## Stated problem
Output, word for word, every line from the line with "# draw the outline of every instance of the purple" through the final line of the data below.

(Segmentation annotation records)
┌──

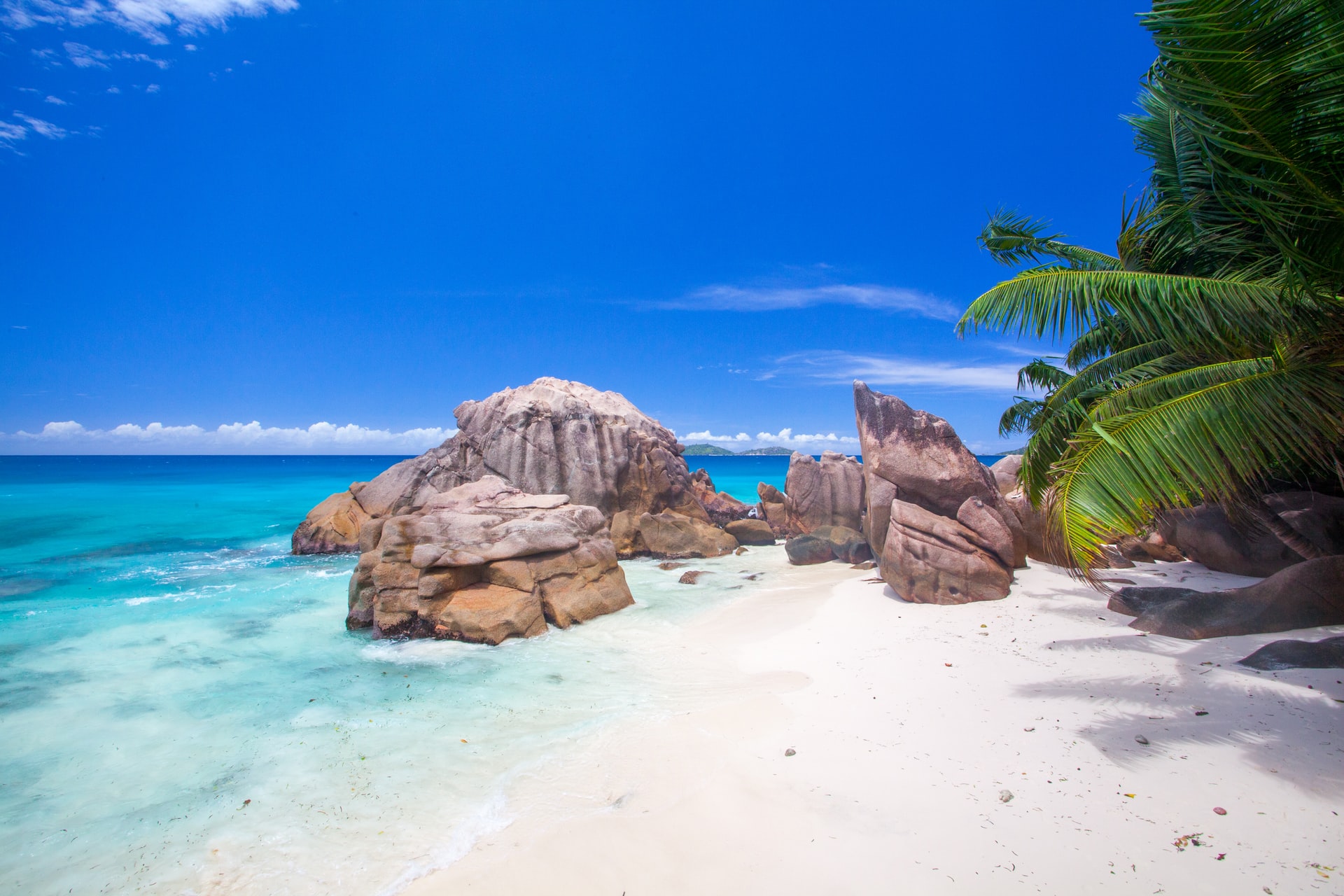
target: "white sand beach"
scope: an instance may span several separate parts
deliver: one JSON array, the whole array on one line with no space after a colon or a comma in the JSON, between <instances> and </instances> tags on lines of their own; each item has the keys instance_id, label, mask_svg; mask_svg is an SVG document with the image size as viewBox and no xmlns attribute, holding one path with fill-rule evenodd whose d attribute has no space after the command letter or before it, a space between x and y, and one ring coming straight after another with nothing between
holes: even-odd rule
<instances>
[{"instance_id":1,"label":"white sand beach","mask_svg":"<svg viewBox=\"0 0 1344 896\"><path fill-rule=\"evenodd\" d=\"M1344 673L1235 665L1344 629L1183 642L1047 566L926 606L761 553L773 587L669 635L679 712L524 775L406 892L1344 893Z\"/></svg>"}]
</instances>

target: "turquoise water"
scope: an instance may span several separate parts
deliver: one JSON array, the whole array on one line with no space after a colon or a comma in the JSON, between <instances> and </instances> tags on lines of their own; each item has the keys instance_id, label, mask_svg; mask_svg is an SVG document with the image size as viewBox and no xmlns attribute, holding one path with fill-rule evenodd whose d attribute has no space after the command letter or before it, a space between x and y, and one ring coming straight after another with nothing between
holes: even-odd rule
<instances>
[{"instance_id":1,"label":"turquoise water","mask_svg":"<svg viewBox=\"0 0 1344 896\"><path fill-rule=\"evenodd\" d=\"M692 470L703 469L714 480L714 486L727 492L739 501L755 504L757 485L769 482L784 490L784 480L789 473L789 457L781 454L751 454L747 457L724 457L699 454L685 458Z\"/></svg>"},{"instance_id":2,"label":"turquoise water","mask_svg":"<svg viewBox=\"0 0 1344 896\"><path fill-rule=\"evenodd\" d=\"M628 563L634 607L500 647L372 642L353 556L289 535L392 459L0 458L0 892L394 893L517 775L667 712L660 633L781 562Z\"/></svg>"}]
</instances>

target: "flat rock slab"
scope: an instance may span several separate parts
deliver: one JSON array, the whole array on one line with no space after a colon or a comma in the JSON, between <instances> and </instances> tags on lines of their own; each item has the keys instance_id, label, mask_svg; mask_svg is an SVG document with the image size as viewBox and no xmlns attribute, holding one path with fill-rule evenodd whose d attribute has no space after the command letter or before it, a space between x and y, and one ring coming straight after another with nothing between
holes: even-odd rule
<instances>
[{"instance_id":1,"label":"flat rock slab","mask_svg":"<svg viewBox=\"0 0 1344 896\"><path fill-rule=\"evenodd\" d=\"M597 508L496 476L368 520L359 540L345 625L375 638L493 645L634 603Z\"/></svg>"},{"instance_id":2,"label":"flat rock slab","mask_svg":"<svg viewBox=\"0 0 1344 896\"><path fill-rule=\"evenodd\" d=\"M1274 641L1238 664L1251 669L1344 669L1344 635L1324 641Z\"/></svg>"},{"instance_id":3,"label":"flat rock slab","mask_svg":"<svg viewBox=\"0 0 1344 896\"><path fill-rule=\"evenodd\" d=\"M810 566L814 563L829 563L831 560L844 560L845 563L863 563L872 559L872 548L863 532L844 525L823 525L809 535L800 535L789 539L784 544L789 563L794 566Z\"/></svg>"}]
</instances>

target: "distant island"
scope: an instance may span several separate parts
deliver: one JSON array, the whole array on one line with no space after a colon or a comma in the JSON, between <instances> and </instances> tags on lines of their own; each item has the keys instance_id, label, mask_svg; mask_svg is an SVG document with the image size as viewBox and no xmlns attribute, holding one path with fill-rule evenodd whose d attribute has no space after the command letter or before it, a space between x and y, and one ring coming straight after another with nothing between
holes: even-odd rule
<instances>
[{"instance_id":1,"label":"distant island","mask_svg":"<svg viewBox=\"0 0 1344 896\"><path fill-rule=\"evenodd\" d=\"M763 449L747 449L746 451L730 451L728 449L720 449L718 445L687 445L681 454L692 457L704 457L706 454L712 454L715 457L743 457L747 454L793 454L793 449L784 449L778 445L771 445Z\"/></svg>"}]
</instances>

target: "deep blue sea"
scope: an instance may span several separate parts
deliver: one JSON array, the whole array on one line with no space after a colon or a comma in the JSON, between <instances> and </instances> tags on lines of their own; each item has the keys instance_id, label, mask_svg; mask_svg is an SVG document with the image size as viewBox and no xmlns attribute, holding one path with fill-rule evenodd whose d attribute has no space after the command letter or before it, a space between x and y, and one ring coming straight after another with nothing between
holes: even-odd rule
<instances>
[{"instance_id":1,"label":"deep blue sea","mask_svg":"<svg viewBox=\"0 0 1344 896\"><path fill-rule=\"evenodd\" d=\"M667 712L660 633L782 564L636 560L636 606L569 631L374 642L355 557L289 536L396 459L0 457L0 893L395 893L507 823L517 775ZM704 459L746 500L788 466Z\"/></svg>"}]
</instances>

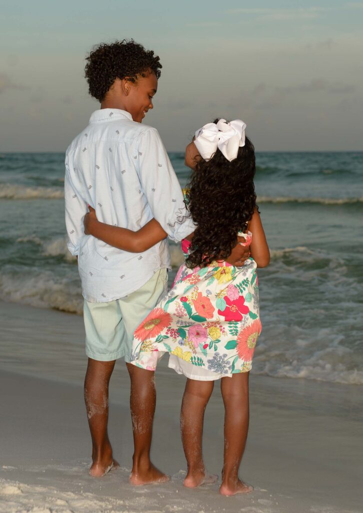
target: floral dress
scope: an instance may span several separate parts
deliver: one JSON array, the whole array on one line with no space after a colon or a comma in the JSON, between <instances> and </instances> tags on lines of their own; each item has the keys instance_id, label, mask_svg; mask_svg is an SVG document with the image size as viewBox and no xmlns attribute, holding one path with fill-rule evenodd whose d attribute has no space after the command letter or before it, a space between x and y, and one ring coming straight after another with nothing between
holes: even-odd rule
<instances>
[{"instance_id":1,"label":"floral dress","mask_svg":"<svg viewBox=\"0 0 363 513\"><path fill-rule=\"evenodd\" d=\"M249 245L251 232L241 234ZM186 256L190 245L182 241ZM166 352L196 379L213 379L195 377L198 370L214 379L249 371L261 329L256 269L252 258L241 267L182 265L171 289L135 330L132 363L153 370Z\"/></svg>"}]
</instances>

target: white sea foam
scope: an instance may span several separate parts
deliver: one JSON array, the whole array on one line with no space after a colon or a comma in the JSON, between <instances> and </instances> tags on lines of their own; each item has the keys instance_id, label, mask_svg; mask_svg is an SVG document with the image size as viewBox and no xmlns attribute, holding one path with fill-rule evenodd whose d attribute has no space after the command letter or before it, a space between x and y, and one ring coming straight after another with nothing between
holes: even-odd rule
<instances>
[{"instance_id":1,"label":"white sea foam","mask_svg":"<svg viewBox=\"0 0 363 513\"><path fill-rule=\"evenodd\" d=\"M114 498L0 479L0 513L123 513L128 510L124 505Z\"/></svg>"},{"instance_id":2,"label":"white sea foam","mask_svg":"<svg viewBox=\"0 0 363 513\"><path fill-rule=\"evenodd\" d=\"M81 314L83 301L77 280L57 277L50 271L0 274L0 299L41 308Z\"/></svg>"},{"instance_id":3,"label":"white sea foam","mask_svg":"<svg viewBox=\"0 0 363 513\"><path fill-rule=\"evenodd\" d=\"M57 200L63 198L64 191L57 187L31 187L14 184L2 184L0 186L0 199Z\"/></svg>"},{"instance_id":4,"label":"white sea foam","mask_svg":"<svg viewBox=\"0 0 363 513\"><path fill-rule=\"evenodd\" d=\"M76 262L75 256L69 252L65 237L53 239L43 245L43 254L50 256L64 256L69 262Z\"/></svg>"}]
</instances>

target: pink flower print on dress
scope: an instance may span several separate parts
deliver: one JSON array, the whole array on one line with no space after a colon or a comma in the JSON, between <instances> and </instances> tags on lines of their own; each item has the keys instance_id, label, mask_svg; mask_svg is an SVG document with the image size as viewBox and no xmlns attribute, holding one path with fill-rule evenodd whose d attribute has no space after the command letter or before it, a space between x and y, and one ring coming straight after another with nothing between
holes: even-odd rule
<instances>
[{"instance_id":1,"label":"pink flower print on dress","mask_svg":"<svg viewBox=\"0 0 363 513\"><path fill-rule=\"evenodd\" d=\"M135 330L135 337L139 340L146 340L156 337L171 322L171 315L163 308L152 310L146 319Z\"/></svg>"},{"instance_id":2,"label":"pink flower print on dress","mask_svg":"<svg viewBox=\"0 0 363 513\"><path fill-rule=\"evenodd\" d=\"M203 295L201 292L198 292L197 299L194 300L193 304L197 313L202 317L205 317L206 319L213 317L215 309L211 303L210 300Z\"/></svg>"},{"instance_id":3,"label":"pink flower print on dress","mask_svg":"<svg viewBox=\"0 0 363 513\"><path fill-rule=\"evenodd\" d=\"M201 324L194 324L189 329L188 338L193 342L194 347L199 347L199 344L204 344L208 338L208 332Z\"/></svg>"},{"instance_id":4,"label":"pink flower print on dress","mask_svg":"<svg viewBox=\"0 0 363 513\"><path fill-rule=\"evenodd\" d=\"M234 285L231 283L227 287L227 296L231 301L235 301L236 299L238 299L239 295L239 292L238 289Z\"/></svg>"},{"instance_id":5,"label":"pink flower print on dress","mask_svg":"<svg viewBox=\"0 0 363 513\"><path fill-rule=\"evenodd\" d=\"M256 319L238 334L237 337L237 352L238 357L244 362L252 361L256 343L261 329L261 322L259 319Z\"/></svg>"},{"instance_id":6,"label":"pink flower print on dress","mask_svg":"<svg viewBox=\"0 0 363 513\"><path fill-rule=\"evenodd\" d=\"M245 298L243 295L234 301L231 301L228 295L225 295L224 300L227 306L223 311L218 310L218 313L223 315L226 321L241 321L243 316L250 311L245 304Z\"/></svg>"}]
</instances>

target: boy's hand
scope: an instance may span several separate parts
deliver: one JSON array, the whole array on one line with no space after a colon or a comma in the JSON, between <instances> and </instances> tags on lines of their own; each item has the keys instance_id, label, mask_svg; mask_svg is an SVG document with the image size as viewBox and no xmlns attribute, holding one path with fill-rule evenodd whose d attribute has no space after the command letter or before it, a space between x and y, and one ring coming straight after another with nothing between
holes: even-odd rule
<instances>
[{"instance_id":1,"label":"boy's hand","mask_svg":"<svg viewBox=\"0 0 363 513\"><path fill-rule=\"evenodd\" d=\"M85 235L92 235L92 226L94 226L94 223L98 222L96 216L96 211L89 205L88 205L89 212L85 216L83 219L83 226L85 228Z\"/></svg>"},{"instance_id":2,"label":"boy's hand","mask_svg":"<svg viewBox=\"0 0 363 513\"><path fill-rule=\"evenodd\" d=\"M226 261L231 265L241 267L250 256L249 246L242 246L241 242L246 242L244 237L238 236L238 243L232 250L232 252Z\"/></svg>"}]
</instances>

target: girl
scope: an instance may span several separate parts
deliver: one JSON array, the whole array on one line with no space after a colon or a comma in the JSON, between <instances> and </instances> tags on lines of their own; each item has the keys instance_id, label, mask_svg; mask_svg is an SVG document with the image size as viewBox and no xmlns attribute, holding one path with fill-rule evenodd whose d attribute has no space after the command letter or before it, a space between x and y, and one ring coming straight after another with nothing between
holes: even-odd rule
<instances>
[{"instance_id":1,"label":"girl","mask_svg":"<svg viewBox=\"0 0 363 513\"><path fill-rule=\"evenodd\" d=\"M167 352L169 367L188 378L180 415L187 487L216 480L206 472L202 435L204 412L214 381L220 379L224 495L253 489L238 473L248 429L249 374L261 327L256 268L270 261L256 205L254 149L245 129L240 120L216 120L197 131L187 147L185 163L192 172L185 201L197 227L182 241L186 263L172 288L136 329L133 345L134 365L154 370ZM133 232L99 223L93 211L86 216L85 229L132 252L166 235L155 220ZM238 234L250 250L241 267L227 261Z\"/></svg>"}]
</instances>

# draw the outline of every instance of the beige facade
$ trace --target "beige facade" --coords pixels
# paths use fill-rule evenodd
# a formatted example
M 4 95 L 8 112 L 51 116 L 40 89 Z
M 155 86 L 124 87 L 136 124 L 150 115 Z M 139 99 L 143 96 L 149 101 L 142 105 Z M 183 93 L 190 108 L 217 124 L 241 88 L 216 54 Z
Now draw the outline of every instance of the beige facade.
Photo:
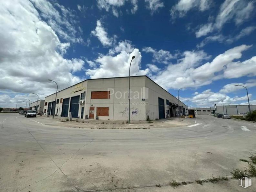
M 37 102 L 37 107 L 36 107 L 36 102 L 37 101 L 30 103 L 30 108 L 33 110 L 36 110 L 37 109 L 37 113 L 42 113 L 44 110 L 45 104 L 45 100 L 40 99 Z
M 178 99 L 147 76 L 131 77 L 130 85 L 131 121 L 145 120 L 148 116 L 151 120 L 178 116 Z M 54 113 L 67 116 L 72 112 L 75 118 L 127 120 L 128 86 L 127 77 L 86 80 L 58 92 Z M 46 97 L 45 114 L 53 114 L 55 95 Z M 186 106 L 181 102 L 180 106 L 184 114 Z

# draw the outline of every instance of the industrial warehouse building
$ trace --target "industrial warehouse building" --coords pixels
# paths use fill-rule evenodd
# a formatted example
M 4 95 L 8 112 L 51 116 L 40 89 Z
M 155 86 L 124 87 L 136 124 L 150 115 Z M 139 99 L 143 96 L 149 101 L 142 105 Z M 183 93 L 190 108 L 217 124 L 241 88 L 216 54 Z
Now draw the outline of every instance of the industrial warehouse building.
M 131 77 L 131 120 L 179 116 L 178 99 L 146 76 Z M 127 120 L 128 77 L 88 79 L 45 98 L 44 113 L 81 118 Z M 181 114 L 185 105 L 180 101 Z
M 209 113 L 215 113 L 215 108 L 214 107 L 193 107 L 189 108 L 189 109 L 195 110 L 196 115 L 207 115 Z
M 43 113 L 44 110 L 44 106 L 45 104 L 45 100 L 43 99 L 40 99 L 38 100 L 37 102 L 37 105 L 36 106 L 36 103 L 37 101 L 35 102 L 30 103 L 30 108 L 33 110 L 36 110 L 36 113 Z
M 222 105 L 216 105 L 216 113 L 223 114 L 227 113 L 230 115 L 242 115 L 249 112 L 249 106 L 247 105 L 224 105 L 223 111 Z M 251 111 L 256 110 L 256 105 L 250 105 Z

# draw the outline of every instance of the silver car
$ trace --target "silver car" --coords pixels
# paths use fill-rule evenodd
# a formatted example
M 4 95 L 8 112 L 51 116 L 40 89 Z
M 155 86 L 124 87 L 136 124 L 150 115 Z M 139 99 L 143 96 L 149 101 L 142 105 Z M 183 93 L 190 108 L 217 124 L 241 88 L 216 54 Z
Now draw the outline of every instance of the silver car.
M 230 116 L 228 114 L 223 114 L 222 118 L 223 119 L 230 119 Z

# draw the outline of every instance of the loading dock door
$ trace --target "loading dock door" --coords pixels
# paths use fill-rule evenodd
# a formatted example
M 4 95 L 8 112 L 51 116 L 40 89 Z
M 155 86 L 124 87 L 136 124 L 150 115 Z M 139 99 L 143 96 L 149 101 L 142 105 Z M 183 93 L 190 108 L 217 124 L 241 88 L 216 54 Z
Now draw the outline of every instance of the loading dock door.
M 164 119 L 164 99 L 158 97 L 158 113 L 159 119 Z
M 80 96 L 77 96 L 71 97 L 69 112 L 72 112 L 72 117 L 77 118 L 78 116 L 78 109 L 79 108 L 79 99 Z
M 48 114 L 49 115 L 51 114 L 51 109 L 52 107 L 52 102 L 49 102 L 48 103 L 48 108 L 47 108 L 47 112 L 48 112 Z
M 61 116 L 67 117 L 68 114 L 68 106 L 69 105 L 69 98 L 64 99 L 62 102 L 62 109 Z
M 54 110 L 55 109 L 54 108 L 54 106 L 55 106 L 55 101 L 52 102 L 52 109 L 51 110 L 51 115 L 54 115 L 54 112 L 55 111 L 54 111 Z

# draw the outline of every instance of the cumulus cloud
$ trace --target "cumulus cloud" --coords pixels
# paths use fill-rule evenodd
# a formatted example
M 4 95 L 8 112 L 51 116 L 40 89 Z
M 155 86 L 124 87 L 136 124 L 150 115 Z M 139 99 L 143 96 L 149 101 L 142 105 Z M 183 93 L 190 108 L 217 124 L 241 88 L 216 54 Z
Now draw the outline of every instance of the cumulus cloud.
M 250 18 L 253 14 L 254 2 L 243 0 L 225 0 L 221 4 L 215 23 L 201 25 L 196 32 L 197 37 L 205 36 L 221 29 L 227 22 L 233 21 L 237 25 Z
M 172 55 L 169 51 L 160 49 L 157 51 L 150 47 L 143 47 L 142 51 L 146 53 L 150 53 L 153 54 L 153 62 L 159 63 L 168 64 L 170 61 L 172 59 L 177 58 L 177 55 Z
M 182 17 L 192 9 L 197 8 L 200 11 L 210 8 L 211 1 L 207 0 L 179 0 L 178 3 L 172 7 L 171 16 L 173 19 L 177 17 Z
M 159 9 L 164 7 L 161 0 L 145 0 L 145 3 L 146 8 L 150 10 L 151 15 L 158 11 Z
M 102 25 L 99 20 L 97 21 L 97 25 L 95 30 L 92 31 L 91 34 L 97 37 L 99 40 L 104 46 L 110 46 L 115 41 L 115 36 L 109 37 L 108 36 L 106 29 Z
M 178 89 L 208 85 L 223 78 L 252 75 L 256 71 L 254 58 L 241 63 L 233 62 L 241 58 L 242 52 L 251 46 L 242 45 L 235 47 L 217 56 L 211 62 L 203 65 L 201 65 L 202 61 L 210 58 L 206 53 L 202 51 L 185 51 L 184 57 L 179 59 L 177 63 L 169 65 L 152 78 L 166 88 Z
M 40 14 L 49 14 L 44 16 L 56 24 L 63 22 L 60 25 L 67 24 L 67 27 L 70 24 L 65 19 L 59 21 L 53 5 L 48 2 L 41 5 L 44 2 L 32 4 L 23 0 L 15 4 L 0 3 L 0 73 L 4 74 L 0 77 L 0 89 L 26 95 L 36 93 L 44 98 L 56 88 L 48 79 L 57 82 L 60 89 L 81 80 L 73 74 L 83 68 L 84 62 L 64 57 L 69 42 L 62 43 L 55 28 L 42 20 Z M 63 15 L 70 16 L 68 10 L 58 6 L 63 9 Z M 39 8 L 40 14 L 37 11 Z M 72 42 L 74 36 L 67 34 Z
M 98 68 L 88 69 L 86 74 L 91 78 L 129 76 L 129 68 L 133 56 L 134 59 L 131 66 L 131 76 L 145 75 L 149 72 L 148 69 L 140 69 L 141 55 L 138 49 L 131 53 L 123 50 L 115 56 L 101 55 L 95 60 L 99 64 Z

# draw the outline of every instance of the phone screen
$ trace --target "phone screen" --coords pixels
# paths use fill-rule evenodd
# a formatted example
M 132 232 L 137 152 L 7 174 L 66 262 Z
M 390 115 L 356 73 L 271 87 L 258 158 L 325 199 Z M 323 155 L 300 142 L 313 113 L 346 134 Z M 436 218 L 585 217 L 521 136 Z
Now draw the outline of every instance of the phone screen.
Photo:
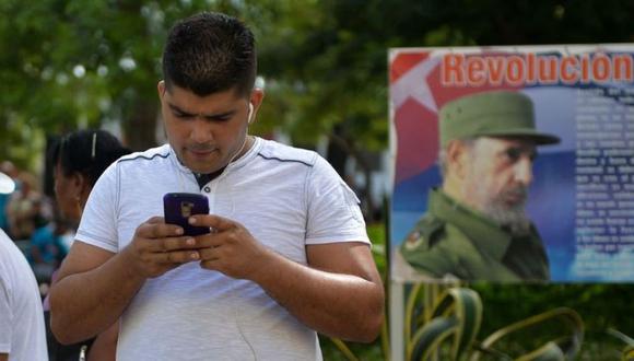
M 163 212 L 165 223 L 183 228 L 185 235 L 201 235 L 209 233 L 208 226 L 193 226 L 187 221 L 193 214 L 209 214 L 209 200 L 196 193 L 168 193 L 163 196 Z

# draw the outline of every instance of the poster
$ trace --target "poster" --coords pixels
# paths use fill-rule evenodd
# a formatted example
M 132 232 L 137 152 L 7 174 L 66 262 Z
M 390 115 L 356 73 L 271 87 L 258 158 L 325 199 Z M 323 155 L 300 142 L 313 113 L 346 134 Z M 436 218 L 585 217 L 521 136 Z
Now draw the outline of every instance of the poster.
M 415 259 L 412 249 L 424 256 L 465 231 L 437 214 L 420 222 L 430 213 L 430 195 L 446 187 L 438 165 L 443 108 L 495 92 L 526 96 L 535 130 L 559 140 L 536 145 L 524 207 L 548 263 L 548 277 L 537 281 L 634 280 L 634 45 L 397 48 L 389 54 L 389 83 L 392 280 L 462 279 L 446 269 L 432 275 L 410 261 Z M 460 133 L 460 125 L 453 127 Z M 507 135 L 485 137 L 504 140 Z M 448 199 L 461 207 L 460 200 Z M 489 241 L 477 243 L 488 247 Z M 494 251 L 490 260 L 504 264 L 504 249 Z M 461 257 L 449 256 L 447 263 L 471 267 Z M 473 273 L 471 280 L 533 281 L 496 279 L 495 267 Z

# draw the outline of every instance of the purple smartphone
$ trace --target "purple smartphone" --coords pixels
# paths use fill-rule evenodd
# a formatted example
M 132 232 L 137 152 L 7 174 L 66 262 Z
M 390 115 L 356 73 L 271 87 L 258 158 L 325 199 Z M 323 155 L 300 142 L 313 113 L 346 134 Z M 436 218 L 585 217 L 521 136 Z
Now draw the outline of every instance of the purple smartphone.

└──

## Answer in full
# draw the outline of every instance of the purple smartphone
$ trace --target "purple smartphone" --coords pixels
# paths use fill-rule evenodd
# a formatted example
M 132 232 L 137 152 L 7 174 L 66 262 Z
M 390 115 L 356 73 L 271 87 L 258 158 L 325 199 Z M 323 155 L 300 142 L 313 113 L 346 134 Z M 436 218 L 585 217 L 521 136 Z
Now draw the outline of every instance of the purple smartphone.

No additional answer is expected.